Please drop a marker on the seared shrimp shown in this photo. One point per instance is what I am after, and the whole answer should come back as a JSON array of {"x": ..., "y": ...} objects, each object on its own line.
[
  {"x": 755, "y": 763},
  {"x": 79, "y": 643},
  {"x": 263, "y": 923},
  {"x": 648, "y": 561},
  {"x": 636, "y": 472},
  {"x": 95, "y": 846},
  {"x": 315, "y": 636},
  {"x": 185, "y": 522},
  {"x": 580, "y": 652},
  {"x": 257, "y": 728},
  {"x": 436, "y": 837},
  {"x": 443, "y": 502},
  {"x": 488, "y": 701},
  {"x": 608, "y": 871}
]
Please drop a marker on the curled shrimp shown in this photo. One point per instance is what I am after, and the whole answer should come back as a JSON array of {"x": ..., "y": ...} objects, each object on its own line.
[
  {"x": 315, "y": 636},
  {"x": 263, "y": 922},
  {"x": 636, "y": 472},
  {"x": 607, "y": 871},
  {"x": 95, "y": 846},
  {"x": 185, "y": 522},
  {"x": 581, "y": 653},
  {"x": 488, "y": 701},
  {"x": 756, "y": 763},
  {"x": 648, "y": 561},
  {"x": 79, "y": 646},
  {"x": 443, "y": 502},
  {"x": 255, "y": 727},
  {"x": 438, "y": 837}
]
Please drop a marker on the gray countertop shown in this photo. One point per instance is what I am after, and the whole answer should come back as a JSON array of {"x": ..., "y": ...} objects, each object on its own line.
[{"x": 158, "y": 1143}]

※ ※ ※

Write out the data again, exactly and in full.

Please drop a marker on the seared shrimp shown in this photo. One point per instance is what I am after, and the whole answer should come back as a JSON array of {"x": ..., "y": ...} objects, each object on its own line.
[
  {"x": 755, "y": 763},
  {"x": 79, "y": 643},
  {"x": 263, "y": 923},
  {"x": 648, "y": 561},
  {"x": 636, "y": 472},
  {"x": 95, "y": 846},
  {"x": 315, "y": 636},
  {"x": 185, "y": 522},
  {"x": 580, "y": 652},
  {"x": 257, "y": 728},
  {"x": 436, "y": 837},
  {"x": 443, "y": 502},
  {"x": 488, "y": 701},
  {"x": 608, "y": 871}
]
Please drop a marker on the curled shrimp shown in this photo. One point per instance is what I am after, and the whole answer should come back as a JSON array of {"x": ..., "y": ...} objects, each object on its own line.
[
  {"x": 315, "y": 636},
  {"x": 263, "y": 922},
  {"x": 636, "y": 472},
  {"x": 607, "y": 871},
  {"x": 95, "y": 846},
  {"x": 185, "y": 522},
  {"x": 581, "y": 653},
  {"x": 488, "y": 701},
  {"x": 756, "y": 763},
  {"x": 648, "y": 561},
  {"x": 79, "y": 646},
  {"x": 443, "y": 502},
  {"x": 255, "y": 727},
  {"x": 438, "y": 837}
]
Please drop a marker on the gray countertop shown in this photo. One point per instance is what I am after, and the whole answer should come back as a JSON array of {"x": ..., "y": ...} objects, each object on its own line.
[{"x": 158, "y": 1143}]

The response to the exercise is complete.